== Problem ==
Could you write out, exactly as they stand, only the lines in the listing below from the line with "One keypoint belongs on each instance. Indicate the gray leash" to the line with "One keypoint belongs on each instance. Indicate the standing", both ends included, without the pictures?

== Records supplied ==
__________

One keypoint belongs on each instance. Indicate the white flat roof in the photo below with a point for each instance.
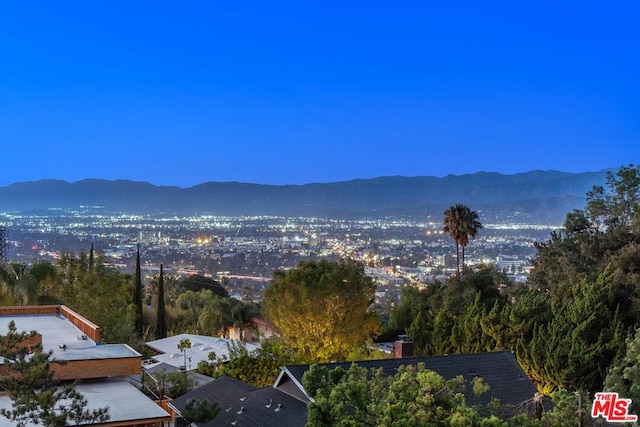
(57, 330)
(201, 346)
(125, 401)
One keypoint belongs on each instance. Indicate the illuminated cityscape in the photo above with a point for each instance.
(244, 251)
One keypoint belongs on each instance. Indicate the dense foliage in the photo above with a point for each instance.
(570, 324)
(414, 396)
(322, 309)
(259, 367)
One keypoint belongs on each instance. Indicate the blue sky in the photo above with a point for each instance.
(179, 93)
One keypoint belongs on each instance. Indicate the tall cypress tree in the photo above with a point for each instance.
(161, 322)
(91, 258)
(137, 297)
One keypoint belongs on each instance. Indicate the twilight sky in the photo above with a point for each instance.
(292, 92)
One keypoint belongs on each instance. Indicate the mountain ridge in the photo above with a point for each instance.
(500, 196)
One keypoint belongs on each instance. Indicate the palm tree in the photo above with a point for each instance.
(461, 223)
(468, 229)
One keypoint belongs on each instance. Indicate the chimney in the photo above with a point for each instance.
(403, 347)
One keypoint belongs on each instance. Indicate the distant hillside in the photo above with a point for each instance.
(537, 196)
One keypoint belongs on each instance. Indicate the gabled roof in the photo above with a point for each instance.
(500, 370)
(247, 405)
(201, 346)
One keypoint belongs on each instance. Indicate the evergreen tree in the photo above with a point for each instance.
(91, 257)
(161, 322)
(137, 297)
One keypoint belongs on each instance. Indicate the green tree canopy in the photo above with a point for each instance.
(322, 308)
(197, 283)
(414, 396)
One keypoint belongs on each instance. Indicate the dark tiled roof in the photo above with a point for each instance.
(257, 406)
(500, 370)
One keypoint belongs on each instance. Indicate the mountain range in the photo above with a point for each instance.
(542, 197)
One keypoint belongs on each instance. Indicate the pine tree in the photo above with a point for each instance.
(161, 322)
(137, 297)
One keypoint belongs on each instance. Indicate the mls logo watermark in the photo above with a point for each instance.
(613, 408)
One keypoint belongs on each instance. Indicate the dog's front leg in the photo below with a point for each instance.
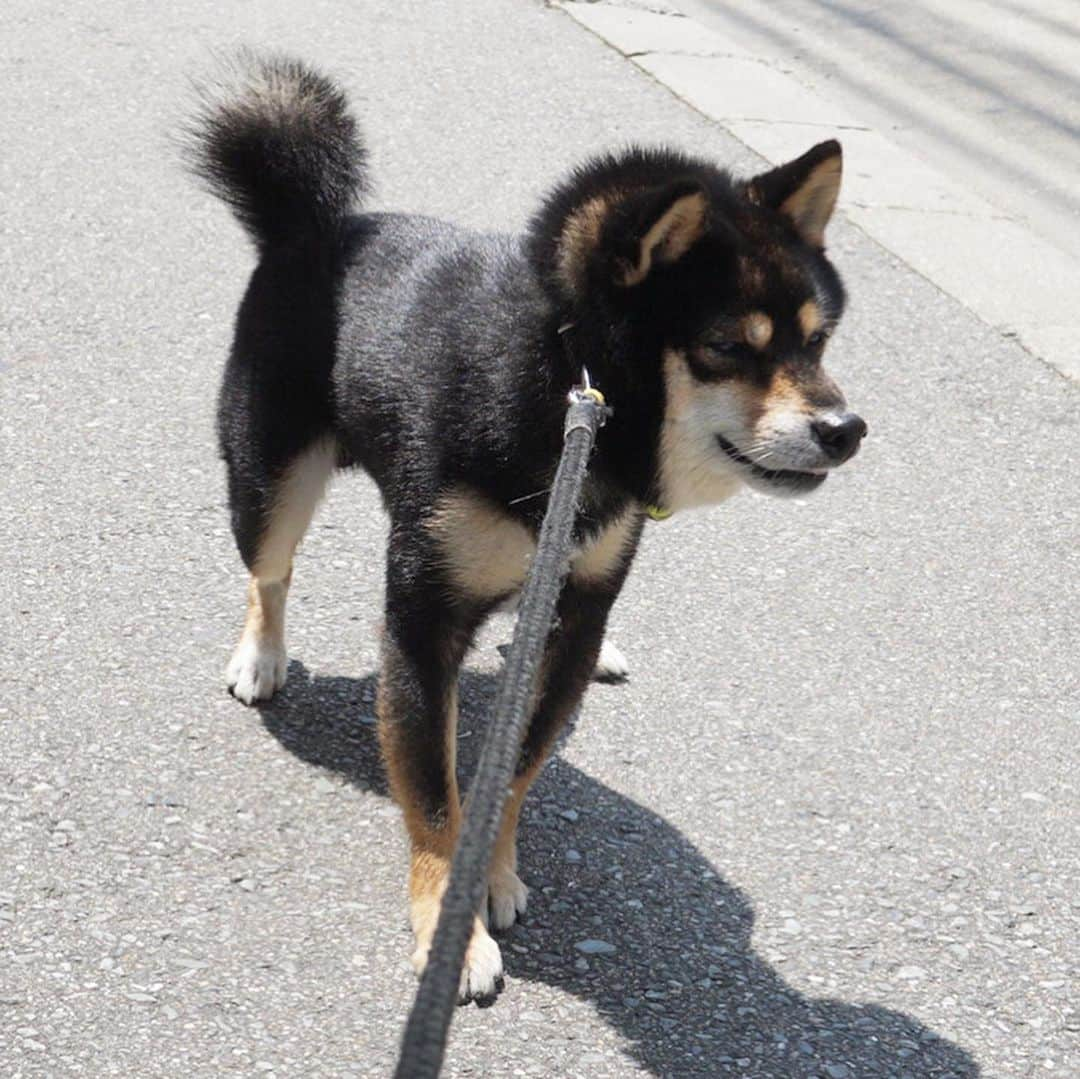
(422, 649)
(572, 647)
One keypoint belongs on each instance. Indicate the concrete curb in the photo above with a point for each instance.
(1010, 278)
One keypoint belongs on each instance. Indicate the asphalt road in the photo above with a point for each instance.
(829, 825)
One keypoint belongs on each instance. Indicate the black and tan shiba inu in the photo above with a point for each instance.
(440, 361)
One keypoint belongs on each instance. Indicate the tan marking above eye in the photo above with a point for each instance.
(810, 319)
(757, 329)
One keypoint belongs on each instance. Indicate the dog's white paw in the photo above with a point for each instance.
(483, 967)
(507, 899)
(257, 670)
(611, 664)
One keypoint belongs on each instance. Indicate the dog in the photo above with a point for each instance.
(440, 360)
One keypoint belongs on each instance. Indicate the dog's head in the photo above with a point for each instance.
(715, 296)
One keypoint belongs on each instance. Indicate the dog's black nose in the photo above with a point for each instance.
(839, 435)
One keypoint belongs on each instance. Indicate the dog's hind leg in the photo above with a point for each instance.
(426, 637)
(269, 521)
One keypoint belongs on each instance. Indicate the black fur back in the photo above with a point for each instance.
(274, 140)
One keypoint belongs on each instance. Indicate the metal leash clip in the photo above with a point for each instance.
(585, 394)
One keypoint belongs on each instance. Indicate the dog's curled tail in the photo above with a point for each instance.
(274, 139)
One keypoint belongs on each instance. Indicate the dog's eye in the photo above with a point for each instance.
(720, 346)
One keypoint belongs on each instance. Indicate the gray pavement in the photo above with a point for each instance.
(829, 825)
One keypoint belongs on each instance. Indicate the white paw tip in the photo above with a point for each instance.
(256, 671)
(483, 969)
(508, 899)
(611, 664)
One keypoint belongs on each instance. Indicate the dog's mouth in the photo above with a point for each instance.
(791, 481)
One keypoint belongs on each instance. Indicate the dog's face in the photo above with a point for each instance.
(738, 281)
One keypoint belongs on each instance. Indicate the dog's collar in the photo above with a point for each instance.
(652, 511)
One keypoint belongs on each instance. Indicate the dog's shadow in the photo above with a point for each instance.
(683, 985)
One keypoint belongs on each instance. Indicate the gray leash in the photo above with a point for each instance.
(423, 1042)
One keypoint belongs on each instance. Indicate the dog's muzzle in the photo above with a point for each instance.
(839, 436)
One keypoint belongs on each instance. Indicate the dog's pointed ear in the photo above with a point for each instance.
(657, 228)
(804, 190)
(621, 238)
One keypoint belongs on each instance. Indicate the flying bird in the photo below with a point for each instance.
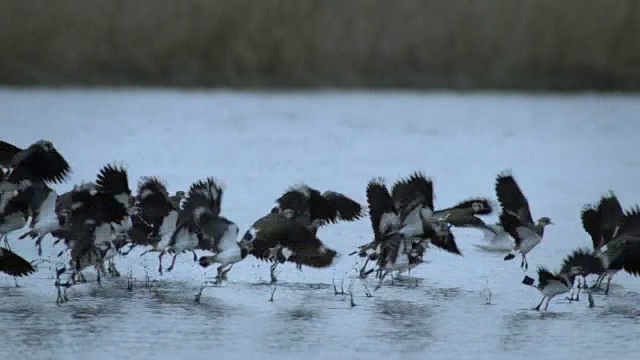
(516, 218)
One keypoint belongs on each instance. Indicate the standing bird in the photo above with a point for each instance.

__________

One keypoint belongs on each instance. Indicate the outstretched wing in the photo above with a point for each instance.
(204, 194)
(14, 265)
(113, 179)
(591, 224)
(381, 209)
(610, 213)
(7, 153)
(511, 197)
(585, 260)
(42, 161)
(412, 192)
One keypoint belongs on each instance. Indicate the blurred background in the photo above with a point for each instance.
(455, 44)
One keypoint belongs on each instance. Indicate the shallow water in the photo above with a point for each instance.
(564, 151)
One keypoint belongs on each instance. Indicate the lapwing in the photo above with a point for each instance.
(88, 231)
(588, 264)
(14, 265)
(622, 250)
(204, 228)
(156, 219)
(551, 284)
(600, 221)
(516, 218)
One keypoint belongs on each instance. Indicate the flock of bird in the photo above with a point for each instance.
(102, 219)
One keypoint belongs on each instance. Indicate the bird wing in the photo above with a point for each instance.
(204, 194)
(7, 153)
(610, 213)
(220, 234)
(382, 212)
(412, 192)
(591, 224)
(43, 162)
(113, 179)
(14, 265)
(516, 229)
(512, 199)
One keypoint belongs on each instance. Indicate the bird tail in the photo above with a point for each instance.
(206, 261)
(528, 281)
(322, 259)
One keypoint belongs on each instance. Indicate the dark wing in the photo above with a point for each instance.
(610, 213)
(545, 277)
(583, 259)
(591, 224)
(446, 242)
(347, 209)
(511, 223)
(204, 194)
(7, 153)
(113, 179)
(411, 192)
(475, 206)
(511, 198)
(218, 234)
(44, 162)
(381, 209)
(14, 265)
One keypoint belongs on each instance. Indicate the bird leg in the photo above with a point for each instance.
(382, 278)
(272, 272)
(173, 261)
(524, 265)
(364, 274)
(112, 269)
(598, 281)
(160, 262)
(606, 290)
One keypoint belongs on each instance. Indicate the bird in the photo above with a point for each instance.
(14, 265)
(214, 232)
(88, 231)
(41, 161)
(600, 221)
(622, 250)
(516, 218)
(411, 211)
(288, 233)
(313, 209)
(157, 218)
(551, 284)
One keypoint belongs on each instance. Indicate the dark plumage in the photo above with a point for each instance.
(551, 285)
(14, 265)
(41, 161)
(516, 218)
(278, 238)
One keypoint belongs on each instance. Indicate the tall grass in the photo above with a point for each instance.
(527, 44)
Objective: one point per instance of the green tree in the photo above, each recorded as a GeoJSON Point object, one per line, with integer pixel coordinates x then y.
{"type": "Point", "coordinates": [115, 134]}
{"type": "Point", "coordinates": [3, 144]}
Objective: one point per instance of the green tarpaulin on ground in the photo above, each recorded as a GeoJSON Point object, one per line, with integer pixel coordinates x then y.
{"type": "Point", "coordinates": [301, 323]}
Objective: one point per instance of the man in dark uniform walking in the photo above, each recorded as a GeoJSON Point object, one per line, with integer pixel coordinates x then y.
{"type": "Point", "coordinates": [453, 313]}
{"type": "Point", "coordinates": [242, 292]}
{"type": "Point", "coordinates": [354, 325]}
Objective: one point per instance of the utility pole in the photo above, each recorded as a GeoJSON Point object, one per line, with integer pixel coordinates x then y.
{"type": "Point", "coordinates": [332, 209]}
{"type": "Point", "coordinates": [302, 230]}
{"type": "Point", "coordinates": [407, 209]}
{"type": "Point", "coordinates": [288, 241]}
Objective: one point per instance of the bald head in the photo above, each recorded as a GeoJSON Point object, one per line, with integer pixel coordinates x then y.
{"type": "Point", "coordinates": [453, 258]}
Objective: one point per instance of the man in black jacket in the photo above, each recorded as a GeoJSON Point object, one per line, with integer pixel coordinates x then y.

__________

== Answer for this exercise ==
One keypoint belongs on each instance. Indicate the gray leash in the photo above with a point for each instance.
(423, 1042)
One keypoint belongs on each instance. Indicate the dog's muzzle in the photo above with a point for each instance.
(839, 436)
One keypoint belongs on each instance. Indicate the dog's pointed ear in the photo above with a point for each instance.
(657, 228)
(804, 190)
(621, 238)
One keypoint belongs on each instance. Indicate the flying bird in the photo below with a point for each instance.
(516, 218)
One keypoint belongs on each instance. Indicate the standing bird in the photo above with a point for each instance.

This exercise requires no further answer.